*** 页面摘录 ***

Date: Mon Jul 16 16:18:38 CST 2018

In Category: NoCategory

Description：

在线询问区间逆序对数。

$1\le n \le 50000$

Solution：

能不用 $map$ 一定不要用！！！

预处理出 $f[i][j]$ 表示从 $i$ 块的开头开始到第 $j$ 个位置的逆序对数，可以用树状数组处理， $c[i][j]$ 表示前 $i$ 块小于等于 $j$ 的数的个数。

询问时只用考虑前面零散的之间和后面的产生的逆序对，把后面零散的插入树状数组中，中间整块的直接查询 $c$ 数组即可。

Code：


#include<algorithm>

#include<iostream>

#include<cstdlib>

#include<cstdio>

#include<cmath>

#include<map>

#include<cstring>

using namespace std;

int n,m;

#define MAXN 50010

int a[MAXN];

//block

#define MAXB 240

int L[MAXB],R[MAXB],tot,belong[MAXN];

inline void build(int l,int r,int k)

{

	L[k] = l;R[k] = r;

	for(register int i = l;i <= r;++i)belong[i] = k;

	return;

}

//BIT

struct BIT

{

	int c[MAXN];

	pair<int,int> s[MAXN];

	int top;

	BIT(){memset(c,0,sizeof(c));top = 0;}

	inline int lowbit(int x){return x&(-x);}

	inline void add(int p,int k){s[++top] = make_pair(p,k);for(register int i = p;i <= n;i += lowbit(i))c[i] += k;return;}

	inline void dec(int p,int k){for(register int i = p;i <= n;i += lowbit(i))c[i] -= k;return;}

	inline int query(int p){int res = 0;for(register int i = p;i >= 1;i -= lowbit(i))res += c[i];return res;}

	inline void reset(){while(top > 0){dec(s[top].first,s[top].second);--top;}return;}

}l;

//discritise

int s[MAXN],cur = 0;

int p[MAXN];

bool cmp(int x,int y){return a[x] < a[y];}

int c[MAXB][MAXN],f[MAXB][MAXN];

inline int read()

*** 输入数据 ***

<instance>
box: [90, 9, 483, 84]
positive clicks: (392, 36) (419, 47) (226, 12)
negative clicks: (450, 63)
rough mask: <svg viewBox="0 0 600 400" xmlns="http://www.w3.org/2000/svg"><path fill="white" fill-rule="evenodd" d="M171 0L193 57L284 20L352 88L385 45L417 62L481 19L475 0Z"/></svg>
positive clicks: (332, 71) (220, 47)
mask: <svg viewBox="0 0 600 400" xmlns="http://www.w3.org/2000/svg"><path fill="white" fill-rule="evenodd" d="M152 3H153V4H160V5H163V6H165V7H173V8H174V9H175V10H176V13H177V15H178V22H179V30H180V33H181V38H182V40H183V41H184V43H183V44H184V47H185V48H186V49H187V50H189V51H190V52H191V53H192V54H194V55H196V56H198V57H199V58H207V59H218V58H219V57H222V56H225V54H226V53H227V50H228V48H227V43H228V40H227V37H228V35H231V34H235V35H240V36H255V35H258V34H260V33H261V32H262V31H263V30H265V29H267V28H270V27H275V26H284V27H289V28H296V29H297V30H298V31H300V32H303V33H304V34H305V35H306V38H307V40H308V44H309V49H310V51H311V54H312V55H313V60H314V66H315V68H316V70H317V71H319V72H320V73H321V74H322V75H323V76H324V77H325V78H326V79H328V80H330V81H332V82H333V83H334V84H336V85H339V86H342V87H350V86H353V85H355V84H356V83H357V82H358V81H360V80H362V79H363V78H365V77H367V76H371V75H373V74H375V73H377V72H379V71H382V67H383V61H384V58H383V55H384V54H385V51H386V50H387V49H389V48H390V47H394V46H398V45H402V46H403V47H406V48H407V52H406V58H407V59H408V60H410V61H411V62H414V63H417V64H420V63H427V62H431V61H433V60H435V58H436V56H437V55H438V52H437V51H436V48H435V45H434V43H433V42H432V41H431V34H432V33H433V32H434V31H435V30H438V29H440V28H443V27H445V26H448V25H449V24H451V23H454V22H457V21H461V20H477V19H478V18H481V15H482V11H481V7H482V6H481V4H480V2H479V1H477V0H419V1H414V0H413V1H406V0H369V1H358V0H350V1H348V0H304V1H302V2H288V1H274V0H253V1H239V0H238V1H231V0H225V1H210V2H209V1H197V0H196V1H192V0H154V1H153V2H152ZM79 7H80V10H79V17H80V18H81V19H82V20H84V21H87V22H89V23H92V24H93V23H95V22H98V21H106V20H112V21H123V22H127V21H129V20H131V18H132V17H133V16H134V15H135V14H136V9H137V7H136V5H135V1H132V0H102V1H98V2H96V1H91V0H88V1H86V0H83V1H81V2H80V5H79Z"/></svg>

***
*** 输入数据 ***

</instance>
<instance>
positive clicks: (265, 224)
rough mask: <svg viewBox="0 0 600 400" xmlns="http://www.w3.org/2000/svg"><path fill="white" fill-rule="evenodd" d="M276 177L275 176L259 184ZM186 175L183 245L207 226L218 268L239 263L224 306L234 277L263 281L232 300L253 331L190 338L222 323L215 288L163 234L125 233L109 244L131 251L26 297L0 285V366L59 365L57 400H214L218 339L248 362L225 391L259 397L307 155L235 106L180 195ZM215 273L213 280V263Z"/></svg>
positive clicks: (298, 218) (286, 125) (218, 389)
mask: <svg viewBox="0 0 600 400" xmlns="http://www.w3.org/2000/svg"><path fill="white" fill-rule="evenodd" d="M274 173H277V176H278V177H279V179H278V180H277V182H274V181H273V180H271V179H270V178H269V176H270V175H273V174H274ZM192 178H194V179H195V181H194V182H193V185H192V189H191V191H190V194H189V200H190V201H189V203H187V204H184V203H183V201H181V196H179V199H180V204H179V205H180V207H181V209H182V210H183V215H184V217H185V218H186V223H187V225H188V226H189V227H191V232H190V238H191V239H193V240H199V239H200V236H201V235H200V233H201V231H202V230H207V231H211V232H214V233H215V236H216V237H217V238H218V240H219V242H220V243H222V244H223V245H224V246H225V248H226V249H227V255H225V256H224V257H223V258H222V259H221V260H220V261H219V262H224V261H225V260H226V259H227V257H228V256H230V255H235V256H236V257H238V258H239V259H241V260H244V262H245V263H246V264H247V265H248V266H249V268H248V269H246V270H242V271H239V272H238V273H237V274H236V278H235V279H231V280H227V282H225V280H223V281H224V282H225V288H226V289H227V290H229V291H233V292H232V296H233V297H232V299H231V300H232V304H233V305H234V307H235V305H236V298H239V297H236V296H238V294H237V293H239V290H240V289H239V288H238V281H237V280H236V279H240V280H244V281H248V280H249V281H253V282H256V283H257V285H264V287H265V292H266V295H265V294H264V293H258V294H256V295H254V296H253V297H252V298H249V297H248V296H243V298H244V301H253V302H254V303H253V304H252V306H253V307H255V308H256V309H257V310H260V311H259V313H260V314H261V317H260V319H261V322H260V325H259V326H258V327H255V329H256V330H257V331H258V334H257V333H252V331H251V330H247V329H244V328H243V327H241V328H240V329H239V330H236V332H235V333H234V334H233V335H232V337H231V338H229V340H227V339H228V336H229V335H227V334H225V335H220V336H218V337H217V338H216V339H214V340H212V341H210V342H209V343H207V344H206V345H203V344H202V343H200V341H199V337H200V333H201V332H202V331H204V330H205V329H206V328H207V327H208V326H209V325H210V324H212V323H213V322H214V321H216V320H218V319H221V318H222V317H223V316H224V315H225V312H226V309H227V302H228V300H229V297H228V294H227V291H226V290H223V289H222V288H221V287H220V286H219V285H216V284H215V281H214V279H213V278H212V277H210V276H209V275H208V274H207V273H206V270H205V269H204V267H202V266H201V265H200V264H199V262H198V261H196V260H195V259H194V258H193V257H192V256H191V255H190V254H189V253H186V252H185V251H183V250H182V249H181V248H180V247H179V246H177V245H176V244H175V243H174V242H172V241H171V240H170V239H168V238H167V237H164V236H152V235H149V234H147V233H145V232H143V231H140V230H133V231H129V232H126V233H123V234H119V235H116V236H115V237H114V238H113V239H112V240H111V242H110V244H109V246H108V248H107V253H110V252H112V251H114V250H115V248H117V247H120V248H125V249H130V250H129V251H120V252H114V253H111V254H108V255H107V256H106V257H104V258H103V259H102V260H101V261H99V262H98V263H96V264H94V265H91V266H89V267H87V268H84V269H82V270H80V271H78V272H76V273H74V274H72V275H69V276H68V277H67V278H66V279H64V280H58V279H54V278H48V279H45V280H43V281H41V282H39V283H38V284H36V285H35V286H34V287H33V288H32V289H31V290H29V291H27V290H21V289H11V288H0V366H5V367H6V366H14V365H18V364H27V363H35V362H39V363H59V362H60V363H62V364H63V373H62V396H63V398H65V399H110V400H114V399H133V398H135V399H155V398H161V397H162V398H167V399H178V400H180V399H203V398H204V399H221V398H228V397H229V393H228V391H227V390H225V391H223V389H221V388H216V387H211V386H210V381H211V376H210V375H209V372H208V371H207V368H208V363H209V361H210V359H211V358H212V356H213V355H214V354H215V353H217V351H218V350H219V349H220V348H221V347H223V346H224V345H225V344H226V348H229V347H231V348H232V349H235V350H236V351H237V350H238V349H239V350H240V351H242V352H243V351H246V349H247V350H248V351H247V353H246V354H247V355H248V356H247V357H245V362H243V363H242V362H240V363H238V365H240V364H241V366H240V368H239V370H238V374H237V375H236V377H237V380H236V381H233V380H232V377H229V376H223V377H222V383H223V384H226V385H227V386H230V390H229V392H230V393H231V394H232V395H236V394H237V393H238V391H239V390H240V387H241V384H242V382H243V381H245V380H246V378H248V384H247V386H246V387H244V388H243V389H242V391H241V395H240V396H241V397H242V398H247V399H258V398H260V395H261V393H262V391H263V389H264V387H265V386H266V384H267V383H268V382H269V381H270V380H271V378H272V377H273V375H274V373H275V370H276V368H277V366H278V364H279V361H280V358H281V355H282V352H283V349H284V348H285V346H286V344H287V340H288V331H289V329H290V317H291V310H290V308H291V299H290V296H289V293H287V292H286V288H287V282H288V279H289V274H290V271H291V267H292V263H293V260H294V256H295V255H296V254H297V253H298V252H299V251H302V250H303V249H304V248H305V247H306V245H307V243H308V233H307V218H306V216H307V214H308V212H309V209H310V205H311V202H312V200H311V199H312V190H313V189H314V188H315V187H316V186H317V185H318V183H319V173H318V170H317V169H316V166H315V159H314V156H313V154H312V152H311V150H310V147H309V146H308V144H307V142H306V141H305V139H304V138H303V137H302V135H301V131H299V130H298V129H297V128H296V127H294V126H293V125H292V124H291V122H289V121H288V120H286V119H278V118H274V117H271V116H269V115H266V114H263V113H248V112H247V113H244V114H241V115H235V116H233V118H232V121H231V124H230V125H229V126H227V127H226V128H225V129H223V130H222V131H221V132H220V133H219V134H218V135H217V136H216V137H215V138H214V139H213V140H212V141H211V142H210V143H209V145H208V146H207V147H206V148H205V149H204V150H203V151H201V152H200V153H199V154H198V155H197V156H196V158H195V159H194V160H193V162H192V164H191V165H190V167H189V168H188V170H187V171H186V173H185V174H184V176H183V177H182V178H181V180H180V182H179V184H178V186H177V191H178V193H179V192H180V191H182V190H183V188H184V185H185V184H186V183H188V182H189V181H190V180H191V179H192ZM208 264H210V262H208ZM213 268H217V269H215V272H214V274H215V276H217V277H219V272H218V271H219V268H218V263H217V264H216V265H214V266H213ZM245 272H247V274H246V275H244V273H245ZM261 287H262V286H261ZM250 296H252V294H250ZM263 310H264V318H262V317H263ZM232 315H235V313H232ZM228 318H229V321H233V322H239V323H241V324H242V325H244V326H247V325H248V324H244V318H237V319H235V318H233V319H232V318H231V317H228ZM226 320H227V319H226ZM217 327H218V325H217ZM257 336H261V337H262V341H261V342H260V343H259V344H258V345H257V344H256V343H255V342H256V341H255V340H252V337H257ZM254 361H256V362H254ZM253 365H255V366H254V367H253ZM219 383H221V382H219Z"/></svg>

***

### 任务要求
把关于区间逆序对的页面摘录中从"In Category: NoCategory"起、到"块小于等于 $j$ 的数的个数。"为止（含该处）的部分重写一遍，其中的"树状数组"一律换成"二叉索引树"。

### 练习答复
In Category: NoCategory

Description：

在线询问区间逆序对数。

$1\le n \le 50000$

Solution：

能不用 $map$ 一定不要用！！！

预处理出 $f[i][j]$ 表示从 $i$ 块的开头开始到第 $j$ 个位置的逆序对数，可以用二叉索引树处理， $c[i][j]$ 表示前 $i$ 块小于等于 $j$ 的数的个数。